[start of Text excerpt]

# Any idea?



## Barker14 (Nov 3, 2015)

I recently purchased a home and the previous owner left multiple burl logs that have been in a dry basement for at least 7 years. I am not sure what species they are. Some are de-barkerd and some are not. I have attached some photos in hopes that someone will be able to tell me what they are. Any information would be appreciated.

Have a great day!

Mike


----------



## Mike1950 (Nov 3, 2015)

WAG- looks like some type of pine to me.--Welcome.

Reactions: Agree 1


----------



## winters98 (Nov 3, 2015)

Looks like tamarack


----------



## Mr. Peet (Nov 3, 2015)

Lodgepole pine was my first guess, doubt they are from NY.


----------



## norman vandyke (Nov 3, 2015)

Spruce? Definitely looks like an evergreen burl. Lucky getting those with the new house. All I got was a old table saw left in the garage.

[end of Text excerpt]
[start of Supplied records]

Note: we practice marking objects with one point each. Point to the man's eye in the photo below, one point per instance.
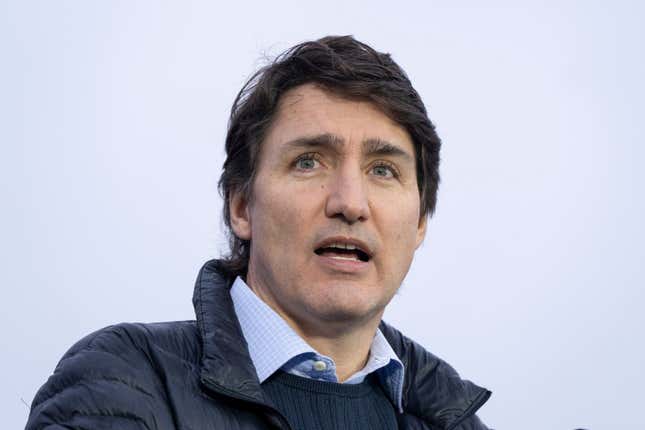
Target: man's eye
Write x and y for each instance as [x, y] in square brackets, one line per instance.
[384, 171]
[306, 163]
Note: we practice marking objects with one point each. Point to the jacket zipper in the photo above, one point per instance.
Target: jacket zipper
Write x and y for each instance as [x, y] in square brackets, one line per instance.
[215, 387]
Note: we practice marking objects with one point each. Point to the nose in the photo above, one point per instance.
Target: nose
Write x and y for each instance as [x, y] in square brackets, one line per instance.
[348, 197]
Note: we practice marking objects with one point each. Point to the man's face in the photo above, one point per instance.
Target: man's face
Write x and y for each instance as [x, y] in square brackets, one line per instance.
[333, 175]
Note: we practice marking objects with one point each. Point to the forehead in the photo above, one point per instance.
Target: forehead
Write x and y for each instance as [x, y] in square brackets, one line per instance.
[308, 110]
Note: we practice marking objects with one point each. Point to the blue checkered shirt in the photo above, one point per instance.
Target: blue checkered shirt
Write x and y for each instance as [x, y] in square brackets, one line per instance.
[274, 345]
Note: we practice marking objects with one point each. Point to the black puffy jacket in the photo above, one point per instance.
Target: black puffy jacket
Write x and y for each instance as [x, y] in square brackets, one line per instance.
[197, 375]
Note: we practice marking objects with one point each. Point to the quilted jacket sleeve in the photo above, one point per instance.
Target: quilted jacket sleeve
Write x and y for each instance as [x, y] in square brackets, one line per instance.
[105, 381]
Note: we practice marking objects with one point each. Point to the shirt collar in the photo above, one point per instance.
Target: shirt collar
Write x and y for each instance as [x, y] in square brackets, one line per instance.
[274, 345]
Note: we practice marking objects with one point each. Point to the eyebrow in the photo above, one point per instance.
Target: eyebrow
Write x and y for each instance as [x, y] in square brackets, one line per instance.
[371, 146]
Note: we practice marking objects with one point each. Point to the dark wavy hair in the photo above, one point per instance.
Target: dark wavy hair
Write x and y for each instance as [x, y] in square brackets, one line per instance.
[345, 67]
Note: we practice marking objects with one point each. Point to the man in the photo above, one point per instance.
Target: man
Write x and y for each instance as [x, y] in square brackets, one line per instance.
[331, 173]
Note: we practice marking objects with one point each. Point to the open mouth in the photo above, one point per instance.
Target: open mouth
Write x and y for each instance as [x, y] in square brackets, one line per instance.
[343, 251]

[end of Supplied records]

Required actions:
**A.** Quote the passage of the burl log thread that begins with the words containing "## norman vandyke" and ends with "in the garage.".
**B.** Extend the forum thread about identifying the burl logs, picking up after its final post.

Results of the tasks:
**A.**
## norman vandyke (Nov 3, 2015)

Spruce? Definitely looks like an evergreen burl. Lucky getting those with the new house. All I got was a old table saw left in the garage.

**B.**
----------



## Barker14 (Nov 4, 2015)

Thank you all. Mr Peet - we were told through conversations the previous owner got them from Alaska...not sure if that is the correct information.


----------



## Schroedc (Nov 4, 2015)

I see Sitka Spruce Burl from Alaska advertised on a couple other sites regularly and those do look a lot like that.


----------



## Barker14 (Dec 16, 2015)

Thank you all for your responses, seems that Sitka Spruce is likely.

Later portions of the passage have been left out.